Discussion questions
1. Why is the slope of the position-time graph equivalent to average velocity?
The slope of the position-time graph is equivalent to the average velocity because slope is centimeters/seconds and the average velocity was the number of centimeters over 1.
2. Why is it average velocity and not instantaneous velocity? What assumptions are we making?
It is the average velocity because its an average of all the positions and seconds, if it was instantaneous than the velocity would be the same for each position, but as we see they are not all equal.
3. Why was it okay to set the y-intercept equal to zero?
It is okay to set the y-intercept equal to zero because we started the experiment at 0 where the position and seconds both were equal to zero.
4. What is the meaning of the R2 value?
R2 tells if the line is a good fit into your data. If it is above 95% then your data is on the path it should be.
5. If you were to add the graph of another CMV that moved more slowly on the same axes as your current graph, how would you expect it to lie relative to yours?
The results of the second CMV would be similar to the line our CMV created but it would lie beneath our line because the position would be lower but the time would be the same.
Conclusion
Through the experiment we found the results to be that the yellow slow CMV moves at 10.538 cm per second. Both of our hypotheses were much lower than the actual results, we believed that the CMV traveled at a much slower rate of 2 or 3 cm per second. We both saw the relationship between the positions of the CMV and the time it took to get there, that the graph created as well as the precision needed in order to measure. The main sources that contributed to inaccuracies were that the CMV’s were not identical due to their differing battery strengths, the elevated rulers made it difficult to measure, and the CMV did not drive in a straight line. In order to minimize these issues, we would put new, identical batteries in each CMV, use a flat or translucent ruler, and test the CMV on a flatter more level surface.
9/8/11
Lesson 1 (A,B,C,D)
Summarizing Method 2a
1. What (specifically) did you read that you already understood well from our class discussion? Describe at least 2 items fully.

— WHAT THIS TASK INVOLVES —
Copy the stretch of the lab write-up from "R2 tells if" through "be the same.". Draw only on the lab write-up itself.

— DATA LISTING —
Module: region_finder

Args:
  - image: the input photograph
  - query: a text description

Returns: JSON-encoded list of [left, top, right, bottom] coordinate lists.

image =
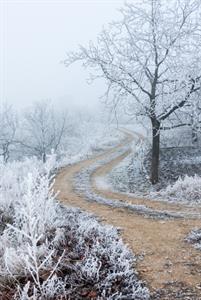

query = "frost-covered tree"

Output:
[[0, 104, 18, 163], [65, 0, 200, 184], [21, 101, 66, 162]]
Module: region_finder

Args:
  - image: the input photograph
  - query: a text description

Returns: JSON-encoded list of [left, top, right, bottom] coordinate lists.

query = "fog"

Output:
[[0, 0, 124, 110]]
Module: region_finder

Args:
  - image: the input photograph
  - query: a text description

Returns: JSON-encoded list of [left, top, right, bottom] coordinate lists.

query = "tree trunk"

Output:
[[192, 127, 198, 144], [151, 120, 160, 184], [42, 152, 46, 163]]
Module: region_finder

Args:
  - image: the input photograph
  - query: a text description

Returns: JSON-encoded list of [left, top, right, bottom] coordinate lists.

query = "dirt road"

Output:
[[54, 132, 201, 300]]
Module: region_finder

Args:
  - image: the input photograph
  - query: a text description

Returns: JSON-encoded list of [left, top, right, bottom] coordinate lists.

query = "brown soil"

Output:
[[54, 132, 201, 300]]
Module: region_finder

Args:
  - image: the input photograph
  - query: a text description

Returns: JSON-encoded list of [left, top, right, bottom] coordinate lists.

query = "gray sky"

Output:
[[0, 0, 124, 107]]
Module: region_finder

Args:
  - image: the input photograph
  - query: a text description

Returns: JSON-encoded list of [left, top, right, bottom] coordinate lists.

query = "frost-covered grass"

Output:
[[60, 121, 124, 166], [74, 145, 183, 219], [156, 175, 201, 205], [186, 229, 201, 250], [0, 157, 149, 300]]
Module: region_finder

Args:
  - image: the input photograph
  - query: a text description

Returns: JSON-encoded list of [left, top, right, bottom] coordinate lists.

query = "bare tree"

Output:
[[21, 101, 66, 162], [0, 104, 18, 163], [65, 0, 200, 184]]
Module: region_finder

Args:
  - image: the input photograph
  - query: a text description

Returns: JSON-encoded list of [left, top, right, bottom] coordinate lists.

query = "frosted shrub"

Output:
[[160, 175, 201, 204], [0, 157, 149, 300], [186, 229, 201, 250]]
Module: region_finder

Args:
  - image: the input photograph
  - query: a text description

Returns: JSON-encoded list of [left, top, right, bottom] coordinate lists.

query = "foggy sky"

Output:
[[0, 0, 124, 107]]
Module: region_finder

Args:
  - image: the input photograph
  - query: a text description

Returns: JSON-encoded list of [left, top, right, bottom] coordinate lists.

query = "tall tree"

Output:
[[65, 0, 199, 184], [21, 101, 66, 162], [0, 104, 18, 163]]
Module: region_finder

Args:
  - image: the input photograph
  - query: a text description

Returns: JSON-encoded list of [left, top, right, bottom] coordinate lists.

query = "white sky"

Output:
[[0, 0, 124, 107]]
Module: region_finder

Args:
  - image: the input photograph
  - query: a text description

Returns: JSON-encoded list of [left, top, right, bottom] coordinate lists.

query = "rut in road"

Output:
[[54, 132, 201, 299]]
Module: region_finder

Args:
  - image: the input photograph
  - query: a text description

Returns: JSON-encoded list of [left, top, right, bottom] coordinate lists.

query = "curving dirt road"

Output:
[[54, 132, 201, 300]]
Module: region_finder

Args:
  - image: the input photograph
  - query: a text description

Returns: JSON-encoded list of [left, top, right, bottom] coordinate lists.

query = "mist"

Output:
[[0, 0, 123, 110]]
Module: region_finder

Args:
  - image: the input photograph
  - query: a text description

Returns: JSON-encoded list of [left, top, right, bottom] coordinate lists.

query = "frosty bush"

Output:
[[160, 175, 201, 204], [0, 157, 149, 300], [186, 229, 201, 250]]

* * *

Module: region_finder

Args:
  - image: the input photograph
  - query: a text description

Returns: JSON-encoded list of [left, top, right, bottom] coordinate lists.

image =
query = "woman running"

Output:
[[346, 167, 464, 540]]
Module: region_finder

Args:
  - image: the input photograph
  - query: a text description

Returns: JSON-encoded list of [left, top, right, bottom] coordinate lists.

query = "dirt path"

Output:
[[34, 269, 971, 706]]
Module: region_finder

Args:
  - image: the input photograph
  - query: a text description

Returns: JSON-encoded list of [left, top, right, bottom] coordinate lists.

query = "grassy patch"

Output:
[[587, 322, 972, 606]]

...

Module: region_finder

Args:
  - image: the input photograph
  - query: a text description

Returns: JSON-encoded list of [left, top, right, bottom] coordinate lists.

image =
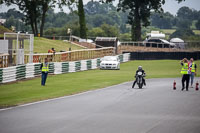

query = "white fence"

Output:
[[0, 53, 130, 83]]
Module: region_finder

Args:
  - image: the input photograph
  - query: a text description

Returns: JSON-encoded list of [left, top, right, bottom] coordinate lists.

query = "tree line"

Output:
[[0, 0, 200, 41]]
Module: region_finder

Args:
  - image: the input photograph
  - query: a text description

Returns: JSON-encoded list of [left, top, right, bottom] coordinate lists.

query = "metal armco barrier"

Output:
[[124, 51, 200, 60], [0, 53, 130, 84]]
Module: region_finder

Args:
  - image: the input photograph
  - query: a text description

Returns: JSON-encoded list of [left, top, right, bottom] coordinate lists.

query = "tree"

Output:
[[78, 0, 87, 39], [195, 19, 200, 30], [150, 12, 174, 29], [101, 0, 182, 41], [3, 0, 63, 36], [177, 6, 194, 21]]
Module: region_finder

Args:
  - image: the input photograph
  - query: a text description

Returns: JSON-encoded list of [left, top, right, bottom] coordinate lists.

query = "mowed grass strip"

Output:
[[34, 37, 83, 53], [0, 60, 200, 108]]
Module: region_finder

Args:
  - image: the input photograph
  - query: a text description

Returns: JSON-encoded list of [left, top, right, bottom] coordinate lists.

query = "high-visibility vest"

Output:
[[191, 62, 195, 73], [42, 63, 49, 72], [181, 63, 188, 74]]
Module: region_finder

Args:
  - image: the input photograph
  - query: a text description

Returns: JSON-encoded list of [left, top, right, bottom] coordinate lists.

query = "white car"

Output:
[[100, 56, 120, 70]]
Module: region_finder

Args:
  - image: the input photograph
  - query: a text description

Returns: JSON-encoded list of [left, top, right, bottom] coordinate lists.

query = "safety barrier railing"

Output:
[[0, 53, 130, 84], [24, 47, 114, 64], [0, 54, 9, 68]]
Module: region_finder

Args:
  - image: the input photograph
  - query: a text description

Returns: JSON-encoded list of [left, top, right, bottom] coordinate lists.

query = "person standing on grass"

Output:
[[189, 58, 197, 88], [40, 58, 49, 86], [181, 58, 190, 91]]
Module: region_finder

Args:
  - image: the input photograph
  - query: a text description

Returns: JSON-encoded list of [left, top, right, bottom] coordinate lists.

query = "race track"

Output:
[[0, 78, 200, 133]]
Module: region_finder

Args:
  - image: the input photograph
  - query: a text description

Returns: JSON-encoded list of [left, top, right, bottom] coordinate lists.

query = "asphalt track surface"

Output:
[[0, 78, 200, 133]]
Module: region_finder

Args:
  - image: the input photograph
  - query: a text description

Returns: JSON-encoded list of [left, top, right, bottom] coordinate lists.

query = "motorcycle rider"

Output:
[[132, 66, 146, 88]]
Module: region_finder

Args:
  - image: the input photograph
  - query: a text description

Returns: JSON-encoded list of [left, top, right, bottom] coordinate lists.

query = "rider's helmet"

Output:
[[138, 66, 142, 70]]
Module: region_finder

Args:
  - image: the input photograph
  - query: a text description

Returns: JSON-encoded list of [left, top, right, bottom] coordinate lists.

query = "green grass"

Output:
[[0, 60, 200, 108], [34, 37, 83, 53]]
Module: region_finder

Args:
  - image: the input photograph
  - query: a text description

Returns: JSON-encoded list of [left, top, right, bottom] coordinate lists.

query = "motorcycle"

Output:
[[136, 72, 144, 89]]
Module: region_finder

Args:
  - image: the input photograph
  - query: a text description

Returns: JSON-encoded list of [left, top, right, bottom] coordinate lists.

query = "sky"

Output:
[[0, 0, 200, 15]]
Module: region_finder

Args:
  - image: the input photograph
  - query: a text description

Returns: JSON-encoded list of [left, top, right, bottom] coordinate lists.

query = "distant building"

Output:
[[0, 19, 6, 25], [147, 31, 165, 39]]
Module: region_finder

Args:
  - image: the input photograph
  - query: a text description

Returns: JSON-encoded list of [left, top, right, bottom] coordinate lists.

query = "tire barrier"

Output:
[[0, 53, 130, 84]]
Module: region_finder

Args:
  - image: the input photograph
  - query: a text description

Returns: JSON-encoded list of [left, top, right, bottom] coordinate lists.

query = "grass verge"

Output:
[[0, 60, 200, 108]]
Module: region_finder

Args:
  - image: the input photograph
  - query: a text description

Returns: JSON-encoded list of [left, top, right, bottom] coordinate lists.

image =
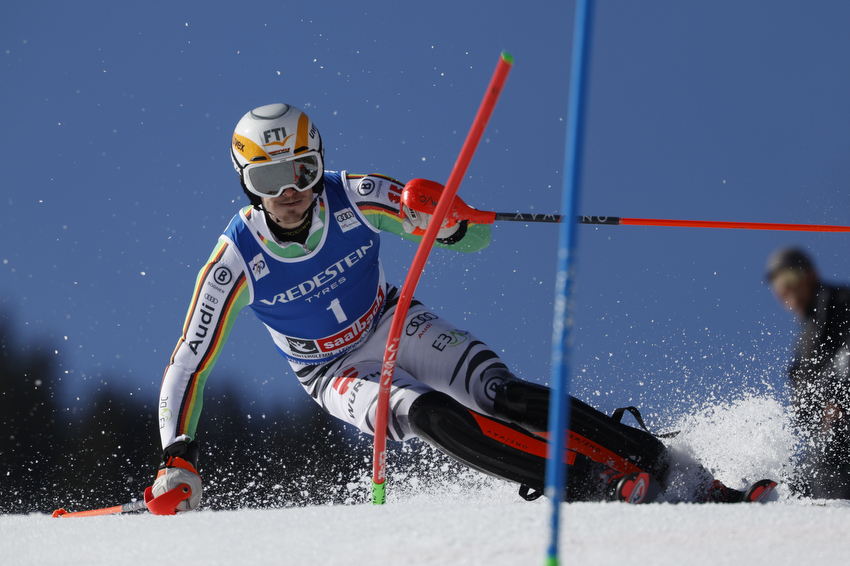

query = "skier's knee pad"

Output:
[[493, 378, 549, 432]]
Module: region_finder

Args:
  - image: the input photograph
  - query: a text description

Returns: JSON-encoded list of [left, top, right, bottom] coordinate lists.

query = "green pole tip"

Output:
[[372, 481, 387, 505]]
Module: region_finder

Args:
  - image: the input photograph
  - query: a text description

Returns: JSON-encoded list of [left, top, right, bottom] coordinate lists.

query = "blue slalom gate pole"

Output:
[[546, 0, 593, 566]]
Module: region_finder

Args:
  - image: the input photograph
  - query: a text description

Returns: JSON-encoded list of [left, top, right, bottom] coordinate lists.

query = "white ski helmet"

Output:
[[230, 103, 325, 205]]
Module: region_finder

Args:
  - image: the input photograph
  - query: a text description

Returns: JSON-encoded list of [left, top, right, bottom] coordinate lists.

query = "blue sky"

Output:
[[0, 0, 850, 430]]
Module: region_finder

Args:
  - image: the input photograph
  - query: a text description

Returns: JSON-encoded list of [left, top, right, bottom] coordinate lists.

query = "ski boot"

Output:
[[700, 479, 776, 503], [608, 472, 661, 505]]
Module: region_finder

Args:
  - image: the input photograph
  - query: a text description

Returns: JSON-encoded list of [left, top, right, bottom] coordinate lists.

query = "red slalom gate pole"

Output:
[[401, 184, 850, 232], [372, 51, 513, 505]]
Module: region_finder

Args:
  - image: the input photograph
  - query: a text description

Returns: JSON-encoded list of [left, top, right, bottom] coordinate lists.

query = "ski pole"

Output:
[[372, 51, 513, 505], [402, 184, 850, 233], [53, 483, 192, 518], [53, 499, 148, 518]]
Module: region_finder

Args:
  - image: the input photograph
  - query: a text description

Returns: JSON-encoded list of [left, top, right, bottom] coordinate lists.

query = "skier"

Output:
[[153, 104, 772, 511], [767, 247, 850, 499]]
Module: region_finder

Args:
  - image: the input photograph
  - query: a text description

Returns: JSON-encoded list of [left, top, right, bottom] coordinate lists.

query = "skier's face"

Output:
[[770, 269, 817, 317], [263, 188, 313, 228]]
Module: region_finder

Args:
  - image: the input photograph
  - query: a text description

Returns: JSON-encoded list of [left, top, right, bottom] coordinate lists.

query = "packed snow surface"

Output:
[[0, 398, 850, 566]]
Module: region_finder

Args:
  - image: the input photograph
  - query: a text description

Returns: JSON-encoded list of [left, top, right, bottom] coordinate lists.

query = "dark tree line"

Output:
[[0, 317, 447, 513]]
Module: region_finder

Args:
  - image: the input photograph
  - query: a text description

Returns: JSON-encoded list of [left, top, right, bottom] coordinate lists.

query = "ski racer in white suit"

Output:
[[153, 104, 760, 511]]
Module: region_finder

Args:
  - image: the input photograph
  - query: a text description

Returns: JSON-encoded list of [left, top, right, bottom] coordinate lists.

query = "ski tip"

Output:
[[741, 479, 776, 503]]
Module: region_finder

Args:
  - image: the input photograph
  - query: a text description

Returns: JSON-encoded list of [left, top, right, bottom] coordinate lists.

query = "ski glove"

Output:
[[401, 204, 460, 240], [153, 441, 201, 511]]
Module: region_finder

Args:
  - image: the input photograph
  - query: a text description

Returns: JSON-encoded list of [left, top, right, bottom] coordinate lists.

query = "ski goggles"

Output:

— THE OUTPUT —
R2 tells if the line is a good fit into your data. If it is above 95% then your data is on the path it should be.
5. If you were to add the graph of another CMV that moved more slowly on the same axes as your current graph, how would you expect it to lie relative to yours?
The results of the second CMV would be similar to the line our CMV created but it would lie beneath our line because the position would be lower but the time would be the same.